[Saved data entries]
━━━━━━━━━━━━━━━━━━━━

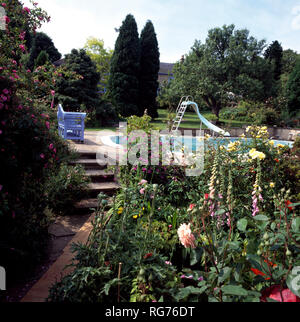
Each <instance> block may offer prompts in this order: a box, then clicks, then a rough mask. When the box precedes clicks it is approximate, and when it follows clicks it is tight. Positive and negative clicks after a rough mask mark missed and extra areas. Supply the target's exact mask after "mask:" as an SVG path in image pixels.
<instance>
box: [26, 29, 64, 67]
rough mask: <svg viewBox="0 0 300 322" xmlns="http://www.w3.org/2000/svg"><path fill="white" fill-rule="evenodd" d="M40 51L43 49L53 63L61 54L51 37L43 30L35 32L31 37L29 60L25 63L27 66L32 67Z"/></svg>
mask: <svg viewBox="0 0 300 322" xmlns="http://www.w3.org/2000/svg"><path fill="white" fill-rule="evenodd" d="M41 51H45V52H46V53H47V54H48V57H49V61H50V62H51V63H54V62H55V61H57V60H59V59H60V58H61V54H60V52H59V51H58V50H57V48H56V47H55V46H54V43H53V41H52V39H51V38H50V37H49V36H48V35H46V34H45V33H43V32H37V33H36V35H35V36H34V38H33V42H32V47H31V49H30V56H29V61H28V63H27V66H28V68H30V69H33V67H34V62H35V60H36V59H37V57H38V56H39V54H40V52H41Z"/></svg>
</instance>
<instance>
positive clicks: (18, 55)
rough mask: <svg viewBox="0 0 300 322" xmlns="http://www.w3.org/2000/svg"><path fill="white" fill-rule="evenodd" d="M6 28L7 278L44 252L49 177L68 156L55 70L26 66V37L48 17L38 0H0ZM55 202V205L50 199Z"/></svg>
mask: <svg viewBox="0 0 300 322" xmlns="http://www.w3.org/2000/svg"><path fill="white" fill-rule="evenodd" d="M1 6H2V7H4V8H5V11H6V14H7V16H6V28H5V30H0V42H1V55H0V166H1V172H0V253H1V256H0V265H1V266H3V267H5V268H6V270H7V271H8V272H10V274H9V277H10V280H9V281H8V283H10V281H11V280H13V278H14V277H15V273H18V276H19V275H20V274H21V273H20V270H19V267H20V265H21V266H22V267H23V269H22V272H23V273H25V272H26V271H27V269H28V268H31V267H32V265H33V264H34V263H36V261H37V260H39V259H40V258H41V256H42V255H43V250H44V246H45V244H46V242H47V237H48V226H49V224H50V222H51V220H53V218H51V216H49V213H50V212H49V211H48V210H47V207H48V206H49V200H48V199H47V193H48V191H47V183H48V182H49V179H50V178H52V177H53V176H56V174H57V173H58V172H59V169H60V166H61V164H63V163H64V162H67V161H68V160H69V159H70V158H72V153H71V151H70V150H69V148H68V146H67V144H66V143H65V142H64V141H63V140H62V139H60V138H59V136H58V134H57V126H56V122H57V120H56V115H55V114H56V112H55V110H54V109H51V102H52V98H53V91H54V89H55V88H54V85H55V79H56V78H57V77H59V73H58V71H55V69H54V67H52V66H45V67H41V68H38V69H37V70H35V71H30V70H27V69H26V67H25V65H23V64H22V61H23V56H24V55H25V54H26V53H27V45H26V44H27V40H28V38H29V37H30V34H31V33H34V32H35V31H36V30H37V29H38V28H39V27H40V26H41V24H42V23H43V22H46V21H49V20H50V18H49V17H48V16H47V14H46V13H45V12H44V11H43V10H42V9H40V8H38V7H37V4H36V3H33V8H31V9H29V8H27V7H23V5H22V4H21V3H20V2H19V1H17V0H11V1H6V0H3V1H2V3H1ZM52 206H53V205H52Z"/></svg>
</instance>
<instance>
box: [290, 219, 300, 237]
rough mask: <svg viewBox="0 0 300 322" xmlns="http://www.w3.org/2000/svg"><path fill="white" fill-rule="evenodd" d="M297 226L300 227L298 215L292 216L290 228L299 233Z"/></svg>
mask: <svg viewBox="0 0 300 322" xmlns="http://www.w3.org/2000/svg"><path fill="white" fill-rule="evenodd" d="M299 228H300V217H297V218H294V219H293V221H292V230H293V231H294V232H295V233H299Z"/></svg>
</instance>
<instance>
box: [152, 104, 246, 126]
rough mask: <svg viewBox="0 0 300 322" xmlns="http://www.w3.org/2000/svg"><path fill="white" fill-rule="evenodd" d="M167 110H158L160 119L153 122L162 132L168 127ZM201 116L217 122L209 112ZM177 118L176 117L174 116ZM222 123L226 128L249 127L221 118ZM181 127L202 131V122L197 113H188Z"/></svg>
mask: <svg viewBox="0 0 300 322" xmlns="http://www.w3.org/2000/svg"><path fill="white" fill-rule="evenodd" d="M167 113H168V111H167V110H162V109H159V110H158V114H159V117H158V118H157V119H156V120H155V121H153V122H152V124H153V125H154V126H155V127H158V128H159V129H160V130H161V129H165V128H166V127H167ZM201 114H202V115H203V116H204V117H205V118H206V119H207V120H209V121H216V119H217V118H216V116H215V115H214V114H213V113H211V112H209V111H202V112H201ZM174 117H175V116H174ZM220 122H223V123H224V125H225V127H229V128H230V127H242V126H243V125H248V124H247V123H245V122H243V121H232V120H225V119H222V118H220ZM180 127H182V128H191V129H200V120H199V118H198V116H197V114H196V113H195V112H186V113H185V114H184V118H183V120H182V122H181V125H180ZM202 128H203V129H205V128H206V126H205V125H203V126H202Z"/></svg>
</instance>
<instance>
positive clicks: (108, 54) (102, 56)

━━━━━━━━━━━━━━━━━━━━

• **EXERCISE INSTRUCTIONS**: Please restate each entry exactly, but drop any picture it holds.

• **THE ANSWER**:
Each <instance> block may offer prompts in this order: a box, then clicks, then a rough mask. When the box precedes clicks it is approximate, and when it follows clicks it is tight. Positive and negative clicks after a rough mask mark missed and extra areas. Supply the target's exact mask after "mask:" as an SVG path in image pixels.
<instance>
box: [26, 29, 64, 67]
rough mask: <svg viewBox="0 0 300 322" xmlns="http://www.w3.org/2000/svg"><path fill="white" fill-rule="evenodd" d="M40 51L43 49L53 63L61 54L51 37L43 30L35 32L31 37L29 60L25 63L27 66L32 67Z"/></svg>
mask: <svg viewBox="0 0 300 322" xmlns="http://www.w3.org/2000/svg"><path fill="white" fill-rule="evenodd" d="M41 51H45V52H46V53H47V54H48V57H49V61H50V62H51V63H54V62H55V61H57V60H59V59H60V58H61V54H60V52H59V51H58V50H57V48H56V47H55V46H54V43H53V41H52V39H51V38H50V37H49V36H48V35H46V34H45V33H43V32H37V33H36V35H35V36H34V38H33V42H32V47H31V49H30V56H29V61H28V63H27V66H28V68H30V69H33V67H34V62H35V60H36V59H37V57H38V56H39V54H40V52H41Z"/></svg>
</instance>
<instance>
positive clicks: (18, 55)
rough mask: <svg viewBox="0 0 300 322" xmlns="http://www.w3.org/2000/svg"><path fill="white" fill-rule="evenodd" d="M6 28L7 278L44 252L49 177L68 156L55 70L26 66V37L48 17L38 0H0ZM55 202V205L50 199Z"/></svg>
mask: <svg viewBox="0 0 300 322" xmlns="http://www.w3.org/2000/svg"><path fill="white" fill-rule="evenodd" d="M1 6H2V7H4V8H5V11H6V14H7V16H6V28H5V30H0V42H1V55H0V166H1V172H0V253H1V256H0V265H1V266H3V267H5V268H6V270H7V271H8V272H10V274H9V277H10V280H9V281H8V283H10V281H11V280H13V278H14V277H15V273H18V276H19V275H20V274H21V273H20V270H19V267H20V265H21V266H22V267H23V269H22V272H23V273H25V272H26V271H27V269H28V268H31V267H32V265H33V264H34V263H36V261H37V260H39V259H40V258H41V256H42V255H43V250H44V246H45V244H46V242H47V237H48V226H49V224H50V222H51V220H53V218H51V216H49V213H50V212H49V211H48V210H47V207H48V206H49V200H48V199H47V193H48V191H47V183H48V182H49V179H50V178H52V177H53V176H56V174H57V173H58V172H59V169H60V166H61V164H63V163H64V162H67V161H68V160H69V159H70V158H72V153H71V151H70V150H69V148H68V146H67V144H66V143H65V142H64V141H63V140H62V139H60V138H59V136H58V134H57V126H56V122H57V120H56V115H55V114H56V112H55V110H54V109H51V102H52V98H53V91H54V89H55V88H54V85H55V79H56V78H57V77H59V73H58V71H55V69H54V67H52V66H45V67H41V68H38V69H37V70H35V71H30V70H27V69H26V67H25V65H23V64H22V61H23V56H24V55H25V54H26V53H27V45H26V44H27V40H28V38H29V37H30V34H31V33H34V32H35V31H36V30H37V29H38V28H39V27H40V26H41V24H42V23H43V22H46V21H49V20H50V18H49V17H48V16H47V14H46V13H45V12H44V11H43V10H42V9H40V8H38V7H37V4H36V3H33V8H31V9H29V8H27V7H23V5H22V4H21V3H20V2H19V1H17V0H11V1H6V0H3V1H2V3H1ZM52 206H53V205H52Z"/></svg>
</instance>
<instance>
box: [290, 219, 300, 237]
rough mask: <svg viewBox="0 0 300 322" xmlns="http://www.w3.org/2000/svg"><path fill="white" fill-rule="evenodd" d="M297 226L300 227L298 215L292 216L290 228L299 233Z"/></svg>
mask: <svg viewBox="0 0 300 322" xmlns="http://www.w3.org/2000/svg"><path fill="white" fill-rule="evenodd" d="M299 228H300V217H297V218H294V219H293V221H292V230H293V231H294V232H295V233H299Z"/></svg>
</instance>
<instance>
box: [152, 104, 246, 126]
rough mask: <svg viewBox="0 0 300 322" xmlns="http://www.w3.org/2000/svg"><path fill="white" fill-rule="evenodd" d="M167 110H158L160 119L153 122L162 132L168 127ZM201 116L217 122L209 112ZM177 118L176 117L174 116ZM222 123L226 128L249 127L221 118ZM181 127L202 131V122L197 113H188Z"/></svg>
mask: <svg viewBox="0 0 300 322" xmlns="http://www.w3.org/2000/svg"><path fill="white" fill-rule="evenodd" d="M167 113H168V111H167V110H162V109H159V110H158V114H159V117H158V118H157V119H156V120H155V121H153V122H152V124H153V125H154V126H155V127H158V128H159V129H160V130H161V129H165V128H166V127H167ZM201 114H202V115H203V116H204V117H205V118H206V119H207V120H209V121H216V119H217V118H216V116H215V115H214V114H213V113H211V112H209V111H202V112H201ZM174 117H175V116H174ZM220 122H223V123H224V125H225V127H229V128H230V127H242V126H243V125H248V124H247V123H245V122H243V121H232V120H225V119H222V118H220ZM180 127H182V128H191V129H200V120H199V118H198V116H197V114H196V113H195V112H186V113H185V114H184V118H183V120H182V122H181V125H180ZM202 128H203V129H205V128H206V126H205V125H203V126H202Z"/></svg>
</instance>
<instance>
positive clicks: (108, 54) (102, 56)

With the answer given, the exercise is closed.